- Task inputs -
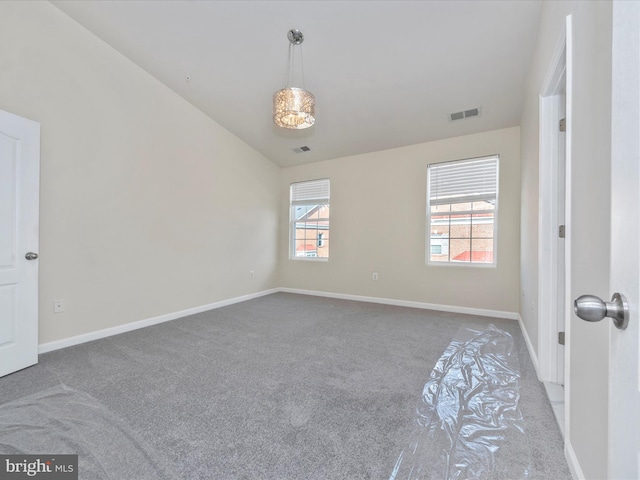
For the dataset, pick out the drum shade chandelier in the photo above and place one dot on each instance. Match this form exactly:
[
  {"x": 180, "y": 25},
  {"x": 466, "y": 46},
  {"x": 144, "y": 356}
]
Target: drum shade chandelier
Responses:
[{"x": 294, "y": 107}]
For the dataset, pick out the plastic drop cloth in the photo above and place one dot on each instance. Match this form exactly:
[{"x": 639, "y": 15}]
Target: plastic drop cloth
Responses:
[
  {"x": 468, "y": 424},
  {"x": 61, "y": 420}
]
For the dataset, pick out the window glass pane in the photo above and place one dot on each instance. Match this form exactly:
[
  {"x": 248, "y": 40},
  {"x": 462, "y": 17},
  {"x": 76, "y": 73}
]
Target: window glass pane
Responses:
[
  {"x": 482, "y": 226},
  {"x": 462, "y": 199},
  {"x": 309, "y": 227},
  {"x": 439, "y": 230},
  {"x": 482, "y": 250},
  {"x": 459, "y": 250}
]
* * *
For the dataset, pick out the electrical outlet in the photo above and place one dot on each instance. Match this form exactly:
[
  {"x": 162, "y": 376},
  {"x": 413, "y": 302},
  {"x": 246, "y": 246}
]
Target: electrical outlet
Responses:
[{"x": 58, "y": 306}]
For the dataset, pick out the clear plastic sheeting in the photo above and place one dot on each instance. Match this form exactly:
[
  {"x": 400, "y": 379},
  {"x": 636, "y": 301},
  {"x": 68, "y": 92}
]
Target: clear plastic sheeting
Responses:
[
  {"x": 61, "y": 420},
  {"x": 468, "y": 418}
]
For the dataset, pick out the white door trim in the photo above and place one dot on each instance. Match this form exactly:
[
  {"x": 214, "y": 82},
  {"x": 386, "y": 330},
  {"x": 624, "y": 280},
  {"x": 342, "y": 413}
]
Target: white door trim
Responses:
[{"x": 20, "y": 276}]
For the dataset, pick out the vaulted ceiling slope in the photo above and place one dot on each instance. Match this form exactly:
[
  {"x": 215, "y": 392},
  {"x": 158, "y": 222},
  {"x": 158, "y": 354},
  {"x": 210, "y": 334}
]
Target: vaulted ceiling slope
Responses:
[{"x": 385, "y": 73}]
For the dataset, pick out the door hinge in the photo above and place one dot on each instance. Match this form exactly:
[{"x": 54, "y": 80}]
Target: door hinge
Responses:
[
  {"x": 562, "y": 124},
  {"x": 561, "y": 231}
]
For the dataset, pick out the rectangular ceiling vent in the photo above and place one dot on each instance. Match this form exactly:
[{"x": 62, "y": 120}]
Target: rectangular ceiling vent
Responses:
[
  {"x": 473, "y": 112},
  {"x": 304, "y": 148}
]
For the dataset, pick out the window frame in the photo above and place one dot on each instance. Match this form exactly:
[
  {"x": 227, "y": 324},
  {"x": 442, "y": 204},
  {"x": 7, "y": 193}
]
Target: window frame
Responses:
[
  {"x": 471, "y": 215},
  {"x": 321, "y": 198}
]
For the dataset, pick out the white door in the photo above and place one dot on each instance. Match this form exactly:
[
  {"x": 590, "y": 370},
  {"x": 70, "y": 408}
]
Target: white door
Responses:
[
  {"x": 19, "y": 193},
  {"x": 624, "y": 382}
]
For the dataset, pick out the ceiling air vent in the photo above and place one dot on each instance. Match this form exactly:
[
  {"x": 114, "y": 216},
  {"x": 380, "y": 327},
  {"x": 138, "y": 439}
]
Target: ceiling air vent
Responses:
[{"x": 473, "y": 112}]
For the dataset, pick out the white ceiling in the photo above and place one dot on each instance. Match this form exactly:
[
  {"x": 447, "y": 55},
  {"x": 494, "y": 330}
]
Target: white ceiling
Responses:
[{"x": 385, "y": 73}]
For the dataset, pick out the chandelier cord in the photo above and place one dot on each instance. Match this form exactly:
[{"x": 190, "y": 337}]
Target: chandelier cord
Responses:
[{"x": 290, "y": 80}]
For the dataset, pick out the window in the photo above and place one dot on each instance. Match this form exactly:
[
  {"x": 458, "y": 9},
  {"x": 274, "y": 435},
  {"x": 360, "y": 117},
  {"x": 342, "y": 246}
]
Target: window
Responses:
---
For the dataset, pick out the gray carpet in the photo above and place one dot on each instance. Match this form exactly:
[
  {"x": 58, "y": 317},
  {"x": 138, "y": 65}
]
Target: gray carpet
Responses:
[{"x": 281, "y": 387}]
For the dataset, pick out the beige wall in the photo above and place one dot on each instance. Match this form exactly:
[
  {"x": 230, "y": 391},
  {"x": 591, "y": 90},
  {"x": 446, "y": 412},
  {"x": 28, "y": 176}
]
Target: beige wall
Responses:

- What the task asks -
Find each line in the records above that contains the word "pane", and copy every one of those lines.

- Solution below -
For the dataset, pick out the window glass pane in the photo above and place one dot on each instance. Match this form exactly:
Target: window glass pane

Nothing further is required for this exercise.